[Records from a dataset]

========================================

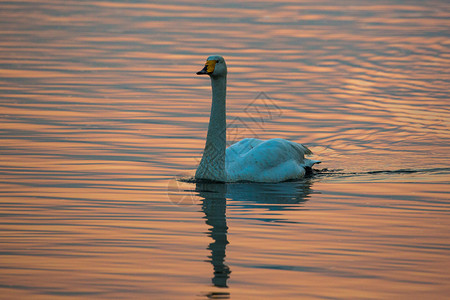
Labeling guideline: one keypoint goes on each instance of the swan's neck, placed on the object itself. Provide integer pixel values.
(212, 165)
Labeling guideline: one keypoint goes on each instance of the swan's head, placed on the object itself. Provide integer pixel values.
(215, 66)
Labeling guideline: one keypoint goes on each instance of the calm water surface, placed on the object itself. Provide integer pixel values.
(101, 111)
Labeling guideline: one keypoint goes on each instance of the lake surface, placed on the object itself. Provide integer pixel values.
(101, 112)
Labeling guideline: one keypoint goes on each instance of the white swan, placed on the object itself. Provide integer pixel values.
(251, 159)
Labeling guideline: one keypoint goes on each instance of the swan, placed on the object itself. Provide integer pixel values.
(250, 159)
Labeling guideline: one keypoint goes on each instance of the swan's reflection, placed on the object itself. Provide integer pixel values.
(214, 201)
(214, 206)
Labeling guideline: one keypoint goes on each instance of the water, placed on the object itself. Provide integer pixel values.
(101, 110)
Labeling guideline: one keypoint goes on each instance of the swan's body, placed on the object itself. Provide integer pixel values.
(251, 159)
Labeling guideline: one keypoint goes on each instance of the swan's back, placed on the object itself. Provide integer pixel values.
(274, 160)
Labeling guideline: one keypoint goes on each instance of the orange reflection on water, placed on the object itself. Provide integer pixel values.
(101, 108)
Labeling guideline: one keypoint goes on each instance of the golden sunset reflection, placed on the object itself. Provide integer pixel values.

========================================

→ EXERCISE INSTRUCTIONS: Although the records contain pictures, the copy should consist of their text alone, reproduced exactly.

→ ANSWER BOX:
Labeling guideline: one keypoint goes on each instance of the swan's neck, placed on the object itself. Provide integer pixel values.
(212, 165)
Labeling guideline: one keypoint goes on each instance of the swan's head, placed on the object itself. Provide integer pixel values.
(215, 66)
Labeling guideline: one keypoint goes on each instance of the calm water surface, placed on the object itself. Provide integer pixel values.
(101, 111)
Labeling guideline: one keypoint goes on each instance of the lake surface, placed on the object itself. Provide integer pixel values.
(101, 112)
Labeling guideline: one keypoint goes on each instance of the white swan, placed on the object itself. Provide integer pixel values.
(251, 159)
Labeling guideline: one keypoint goes on each instance of the swan, placed on the object itself. Provide integer pixel values.
(250, 159)
Labeling guideline: one keypoint goes on each instance of the swan's reflection, placed on the object itself. Provide integer pixel values.
(214, 201)
(214, 206)
Labeling guideline: one keypoint goes on each instance of the water, placed on the object itself. Provide integer pixel values.
(101, 110)
Labeling guideline: one keypoint goes on each instance of the swan's body, placed on the object itself. Provide integer pixel values.
(251, 159)
Labeling guideline: one keypoint goes on each instance of the swan's back, placed on the object itself. Provide integer pixel values.
(274, 160)
Labeling guideline: one keypoint goes on each instance of the orange reflection on water, placed on the object itself. Provide integer pixel values.
(101, 108)
Labeling guideline: one keypoint goes on each instance of the golden sunset reflection, placed on the object itself. Provide integer pixel values.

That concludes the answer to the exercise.